*Exercise details*.
Retype every entry below exactly as it stands.

━━━━━ Exercise materials

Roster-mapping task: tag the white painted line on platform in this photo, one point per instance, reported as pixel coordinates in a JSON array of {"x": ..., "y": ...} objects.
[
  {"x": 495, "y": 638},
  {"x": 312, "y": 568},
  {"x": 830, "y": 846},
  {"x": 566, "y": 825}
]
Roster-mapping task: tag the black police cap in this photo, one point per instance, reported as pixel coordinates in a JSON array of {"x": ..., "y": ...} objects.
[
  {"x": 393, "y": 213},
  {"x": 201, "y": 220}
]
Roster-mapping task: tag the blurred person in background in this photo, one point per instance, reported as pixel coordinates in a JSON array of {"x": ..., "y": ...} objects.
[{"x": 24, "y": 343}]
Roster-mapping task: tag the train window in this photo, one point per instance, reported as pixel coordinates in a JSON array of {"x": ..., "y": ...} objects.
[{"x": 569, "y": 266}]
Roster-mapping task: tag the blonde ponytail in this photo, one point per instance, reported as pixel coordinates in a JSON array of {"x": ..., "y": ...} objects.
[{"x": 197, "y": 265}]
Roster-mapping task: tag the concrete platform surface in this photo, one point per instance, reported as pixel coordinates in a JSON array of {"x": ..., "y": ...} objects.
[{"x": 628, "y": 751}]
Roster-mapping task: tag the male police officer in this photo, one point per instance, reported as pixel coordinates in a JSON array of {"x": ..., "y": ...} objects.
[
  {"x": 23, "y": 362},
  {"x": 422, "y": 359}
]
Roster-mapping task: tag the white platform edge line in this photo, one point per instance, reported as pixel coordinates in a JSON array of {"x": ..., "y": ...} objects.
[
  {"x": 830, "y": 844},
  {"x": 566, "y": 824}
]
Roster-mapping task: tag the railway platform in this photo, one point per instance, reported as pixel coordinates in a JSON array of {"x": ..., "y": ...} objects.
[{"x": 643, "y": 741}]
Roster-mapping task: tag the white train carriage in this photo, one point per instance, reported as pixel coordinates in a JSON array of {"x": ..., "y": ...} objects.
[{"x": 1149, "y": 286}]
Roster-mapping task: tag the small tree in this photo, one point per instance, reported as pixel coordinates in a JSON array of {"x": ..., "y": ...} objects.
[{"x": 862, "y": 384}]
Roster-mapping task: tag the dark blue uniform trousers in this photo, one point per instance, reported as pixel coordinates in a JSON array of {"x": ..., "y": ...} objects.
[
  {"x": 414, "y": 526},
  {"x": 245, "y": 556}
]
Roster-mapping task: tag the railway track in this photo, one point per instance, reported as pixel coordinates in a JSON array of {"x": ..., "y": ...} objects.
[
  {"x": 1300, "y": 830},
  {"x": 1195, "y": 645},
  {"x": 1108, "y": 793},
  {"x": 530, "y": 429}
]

━━━━━━━━━━

*Response to this exercise*.
Roster-mapping task: tag the white painted line on platform in this photo, one point per instance, reported as pixel coordinates in a JSON array of {"x": ..., "y": ...} objects.
[
  {"x": 495, "y": 638},
  {"x": 312, "y": 568},
  {"x": 830, "y": 846},
  {"x": 566, "y": 825}
]
Roster-mapping task: tag the black police cap in this photo, one point per instance, reported as pixel coordinates in a JSON array of {"x": ..., "y": ...} objects.
[
  {"x": 393, "y": 213},
  {"x": 201, "y": 220}
]
Roster-mapping task: tag the blurred person in background in this photo, one point per instance, reported as pixel coordinates in a JSON array of {"x": ..., "y": ...} objects.
[{"x": 24, "y": 343}]
Roster-mapping task: tag the train window in this photo, one point per instance, reported as pixel coordinates in a JSON array of {"x": ..., "y": ...} objects.
[{"x": 569, "y": 266}]
Roster-mapping task: tag the blonde ponytail in this photo, one point per instance, reported as pixel coordinates in a JSON array of {"x": ..., "y": ...} objects.
[{"x": 197, "y": 265}]
Roster-mapping task: tag the concrete platform surface in this photo, one point per instance, reported as pixel coordinates in a JSON array of {"x": ..., "y": ...} objects.
[{"x": 628, "y": 751}]
Roster-mapping task: tag the male police officer in this photo, one point per instance, reported as pixel coordinates in a JSON array of {"x": ..., "y": ...} objects.
[
  {"x": 23, "y": 362},
  {"x": 422, "y": 359}
]
Roster-mapping task: tag the white platform edge line in this photo, one point per instance, reported as pixel coordinates in a JSON array of {"x": ..., "y": ...} objects.
[
  {"x": 830, "y": 844},
  {"x": 566, "y": 824}
]
Roster-mapping task: tag the railway platform in this photo, one point per instance, reported as pixel coordinates in a JSON array of {"x": ..., "y": ...} objects.
[{"x": 643, "y": 741}]
Roster-mapping task: tag the white train carriage in this photo, one point per instance, reported as pixel coordinates in a JSON array of {"x": ..., "y": ...} objects.
[{"x": 1149, "y": 286}]
Roster-mapping task: tag the small tree in this photo, one point per instance, reported as pixel coordinates in a JSON array of {"x": ..., "y": ...} objects.
[{"x": 862, "y": 384}]
Roster-mapping task: tag the dark blue uniform trousers in this photo, one point per instance, reported as pixel coordinates in a JSON array of {"x": ..., "y": ...} objects.
[
  {"x": 414, "y": 526},
  {"x": 245, "y": 556}
]
Roster-mapping task: tag the railway track in this photo, one point per instance, reported as pixel coordinates in a JSON array of {"x": ..., "y": ...} objects.
[
  {"x": 1300, "y": 830},
  {"x": 1195, "y": 645},
  {"x": 1108, "y": 793},
  {"x": 530, "y": 429}
]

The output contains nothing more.